WHAT IS EXPECTED:
Count the lines in the records below that contain the word "green", matching case exactly, and give only the number.
___
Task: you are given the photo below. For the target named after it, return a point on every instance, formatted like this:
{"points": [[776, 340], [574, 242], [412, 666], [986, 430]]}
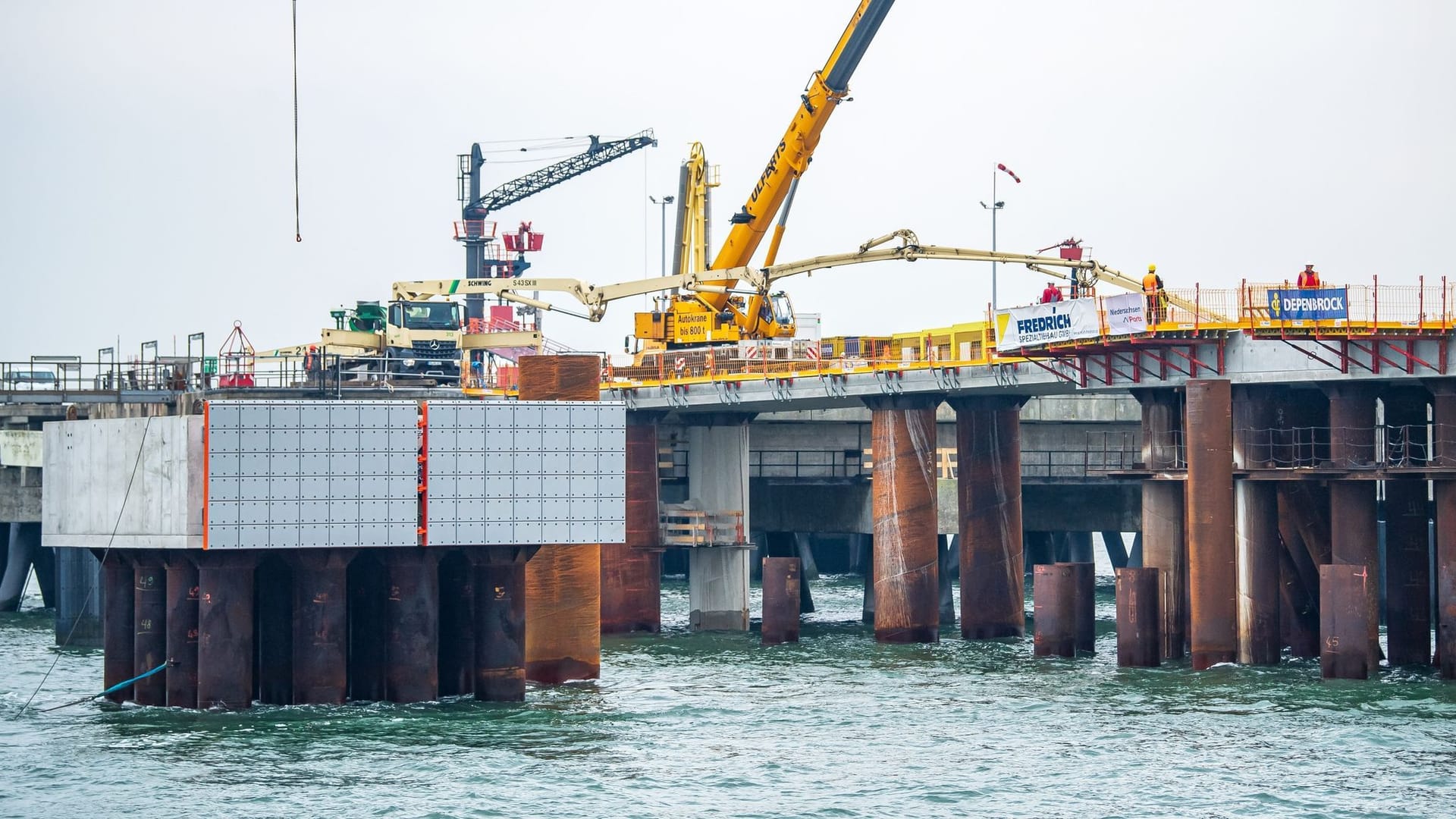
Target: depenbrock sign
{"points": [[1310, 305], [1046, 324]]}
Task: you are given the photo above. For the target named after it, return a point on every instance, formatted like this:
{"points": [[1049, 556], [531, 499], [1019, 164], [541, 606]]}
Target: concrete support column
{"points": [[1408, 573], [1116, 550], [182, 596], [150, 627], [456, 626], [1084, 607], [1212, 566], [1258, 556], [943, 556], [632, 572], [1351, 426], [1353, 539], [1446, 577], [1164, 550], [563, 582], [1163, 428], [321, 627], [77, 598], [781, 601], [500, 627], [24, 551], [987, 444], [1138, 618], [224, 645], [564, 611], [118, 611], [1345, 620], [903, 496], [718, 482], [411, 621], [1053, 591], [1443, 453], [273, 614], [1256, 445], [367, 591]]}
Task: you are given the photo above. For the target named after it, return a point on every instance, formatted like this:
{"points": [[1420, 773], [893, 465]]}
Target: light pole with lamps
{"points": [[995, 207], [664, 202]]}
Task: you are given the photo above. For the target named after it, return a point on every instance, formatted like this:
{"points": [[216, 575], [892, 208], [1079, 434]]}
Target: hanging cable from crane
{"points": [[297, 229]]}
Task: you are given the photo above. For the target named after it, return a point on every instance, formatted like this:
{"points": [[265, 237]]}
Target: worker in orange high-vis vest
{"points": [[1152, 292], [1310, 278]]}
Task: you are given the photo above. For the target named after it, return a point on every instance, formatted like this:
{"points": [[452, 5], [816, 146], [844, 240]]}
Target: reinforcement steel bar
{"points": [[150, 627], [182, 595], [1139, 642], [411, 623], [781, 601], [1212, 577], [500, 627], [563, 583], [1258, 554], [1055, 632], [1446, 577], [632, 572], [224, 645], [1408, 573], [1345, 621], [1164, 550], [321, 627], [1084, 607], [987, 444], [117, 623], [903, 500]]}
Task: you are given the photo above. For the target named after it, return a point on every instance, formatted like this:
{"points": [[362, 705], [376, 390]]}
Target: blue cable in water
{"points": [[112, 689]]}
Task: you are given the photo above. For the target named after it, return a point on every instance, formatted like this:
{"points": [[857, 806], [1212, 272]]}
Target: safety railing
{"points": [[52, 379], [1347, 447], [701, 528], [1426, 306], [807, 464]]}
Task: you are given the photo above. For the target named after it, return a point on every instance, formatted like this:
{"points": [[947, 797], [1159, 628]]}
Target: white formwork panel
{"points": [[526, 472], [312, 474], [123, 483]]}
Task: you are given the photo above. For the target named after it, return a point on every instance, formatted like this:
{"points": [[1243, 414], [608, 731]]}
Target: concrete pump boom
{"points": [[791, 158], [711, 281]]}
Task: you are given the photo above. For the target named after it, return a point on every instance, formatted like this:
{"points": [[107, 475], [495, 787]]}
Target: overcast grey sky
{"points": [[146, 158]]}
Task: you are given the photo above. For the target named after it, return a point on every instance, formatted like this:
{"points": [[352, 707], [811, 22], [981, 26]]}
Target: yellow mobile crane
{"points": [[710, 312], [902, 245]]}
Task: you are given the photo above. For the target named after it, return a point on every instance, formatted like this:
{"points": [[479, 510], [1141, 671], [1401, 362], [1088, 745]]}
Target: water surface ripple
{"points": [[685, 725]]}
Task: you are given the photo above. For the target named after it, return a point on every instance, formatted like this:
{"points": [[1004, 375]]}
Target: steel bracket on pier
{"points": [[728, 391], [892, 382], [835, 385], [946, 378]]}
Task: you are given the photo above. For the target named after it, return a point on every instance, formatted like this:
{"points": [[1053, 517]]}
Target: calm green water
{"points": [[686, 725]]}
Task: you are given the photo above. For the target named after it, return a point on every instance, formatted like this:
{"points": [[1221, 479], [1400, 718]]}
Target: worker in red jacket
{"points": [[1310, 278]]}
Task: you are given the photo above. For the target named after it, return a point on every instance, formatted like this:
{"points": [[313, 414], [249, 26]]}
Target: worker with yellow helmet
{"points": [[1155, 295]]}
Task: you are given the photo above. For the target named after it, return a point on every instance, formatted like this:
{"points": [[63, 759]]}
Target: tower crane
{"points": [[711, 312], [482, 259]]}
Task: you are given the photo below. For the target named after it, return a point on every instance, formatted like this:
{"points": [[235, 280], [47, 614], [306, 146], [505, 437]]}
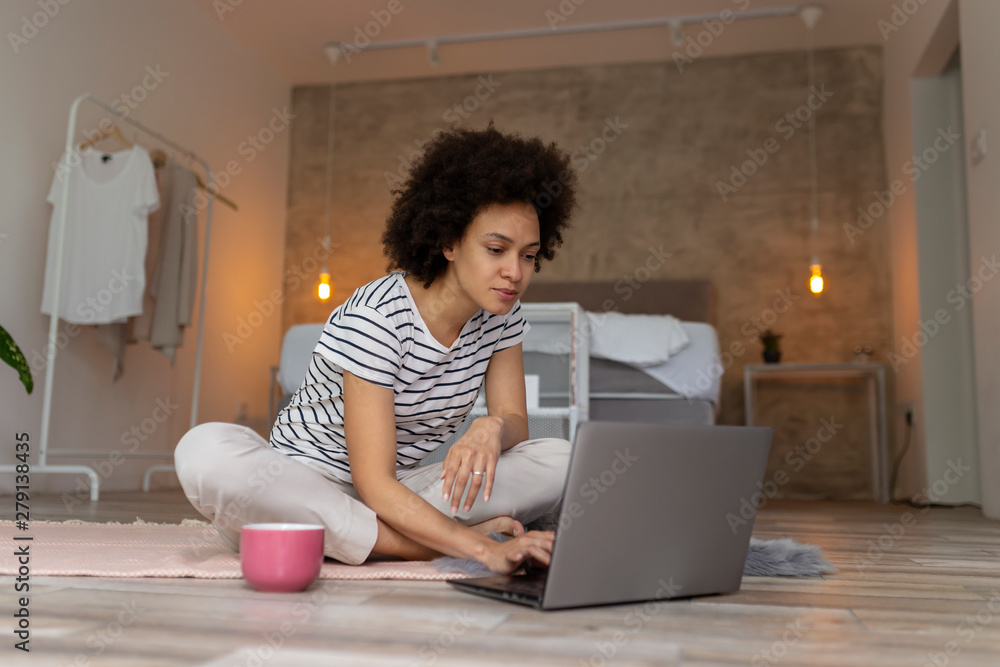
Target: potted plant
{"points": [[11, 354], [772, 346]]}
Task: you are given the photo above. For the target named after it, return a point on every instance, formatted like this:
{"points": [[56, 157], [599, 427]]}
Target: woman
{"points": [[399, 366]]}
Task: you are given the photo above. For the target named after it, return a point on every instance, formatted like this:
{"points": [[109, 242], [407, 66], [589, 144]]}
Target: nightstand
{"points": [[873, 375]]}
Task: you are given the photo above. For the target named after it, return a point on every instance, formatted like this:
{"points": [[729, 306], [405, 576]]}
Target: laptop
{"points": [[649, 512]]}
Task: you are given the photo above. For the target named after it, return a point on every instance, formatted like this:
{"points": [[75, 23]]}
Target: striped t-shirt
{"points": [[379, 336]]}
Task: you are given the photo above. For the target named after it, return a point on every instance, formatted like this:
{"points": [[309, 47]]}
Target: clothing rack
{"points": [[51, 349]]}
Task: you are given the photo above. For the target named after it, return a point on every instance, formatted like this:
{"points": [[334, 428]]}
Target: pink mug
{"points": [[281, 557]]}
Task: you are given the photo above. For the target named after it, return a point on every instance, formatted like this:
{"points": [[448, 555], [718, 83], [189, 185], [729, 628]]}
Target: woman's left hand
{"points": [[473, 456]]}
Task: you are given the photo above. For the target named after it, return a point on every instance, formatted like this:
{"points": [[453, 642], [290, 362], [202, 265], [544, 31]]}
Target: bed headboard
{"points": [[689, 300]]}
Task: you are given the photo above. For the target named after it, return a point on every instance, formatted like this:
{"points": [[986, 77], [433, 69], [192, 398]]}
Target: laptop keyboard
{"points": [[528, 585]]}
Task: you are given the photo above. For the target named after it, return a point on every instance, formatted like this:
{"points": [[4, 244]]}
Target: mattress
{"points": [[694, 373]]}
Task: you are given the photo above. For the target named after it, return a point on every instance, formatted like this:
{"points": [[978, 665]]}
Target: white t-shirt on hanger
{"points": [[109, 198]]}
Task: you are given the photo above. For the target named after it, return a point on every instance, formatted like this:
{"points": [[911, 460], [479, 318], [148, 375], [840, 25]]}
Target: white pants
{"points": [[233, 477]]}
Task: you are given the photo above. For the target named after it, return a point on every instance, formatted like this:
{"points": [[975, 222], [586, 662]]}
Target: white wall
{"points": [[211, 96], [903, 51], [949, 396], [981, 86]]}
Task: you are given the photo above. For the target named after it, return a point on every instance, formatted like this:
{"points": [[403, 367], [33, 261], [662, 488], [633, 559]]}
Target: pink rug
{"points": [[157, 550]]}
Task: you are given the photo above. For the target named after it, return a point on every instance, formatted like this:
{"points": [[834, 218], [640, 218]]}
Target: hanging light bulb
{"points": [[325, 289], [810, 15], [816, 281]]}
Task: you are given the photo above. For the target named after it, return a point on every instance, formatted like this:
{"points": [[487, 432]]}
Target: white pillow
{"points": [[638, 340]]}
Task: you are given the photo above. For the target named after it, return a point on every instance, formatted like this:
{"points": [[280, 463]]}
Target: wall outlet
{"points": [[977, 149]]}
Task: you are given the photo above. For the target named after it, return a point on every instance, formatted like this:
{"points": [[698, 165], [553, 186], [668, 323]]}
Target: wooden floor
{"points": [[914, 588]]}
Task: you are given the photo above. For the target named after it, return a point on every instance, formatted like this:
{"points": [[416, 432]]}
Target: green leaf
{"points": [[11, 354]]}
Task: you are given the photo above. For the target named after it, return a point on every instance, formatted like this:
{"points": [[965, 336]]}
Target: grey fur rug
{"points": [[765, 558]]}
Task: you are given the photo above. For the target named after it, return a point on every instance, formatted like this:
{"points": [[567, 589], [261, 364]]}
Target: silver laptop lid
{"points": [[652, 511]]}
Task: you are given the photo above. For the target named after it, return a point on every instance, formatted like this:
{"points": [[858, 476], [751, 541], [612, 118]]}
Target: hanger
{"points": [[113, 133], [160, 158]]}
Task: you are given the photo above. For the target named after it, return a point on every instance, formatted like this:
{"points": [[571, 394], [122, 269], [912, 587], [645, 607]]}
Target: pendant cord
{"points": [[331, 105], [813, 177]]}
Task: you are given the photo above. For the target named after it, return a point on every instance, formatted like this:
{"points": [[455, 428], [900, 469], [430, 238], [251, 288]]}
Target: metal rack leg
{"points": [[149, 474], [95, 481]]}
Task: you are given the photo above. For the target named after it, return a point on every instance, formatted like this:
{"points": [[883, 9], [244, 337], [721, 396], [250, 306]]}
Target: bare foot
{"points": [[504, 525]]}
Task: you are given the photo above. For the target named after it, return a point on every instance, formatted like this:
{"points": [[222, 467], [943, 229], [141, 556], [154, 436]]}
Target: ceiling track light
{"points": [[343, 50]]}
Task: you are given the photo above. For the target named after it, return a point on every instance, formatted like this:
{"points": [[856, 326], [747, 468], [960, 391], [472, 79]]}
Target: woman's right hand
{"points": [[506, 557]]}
___
TASK RESULT:
2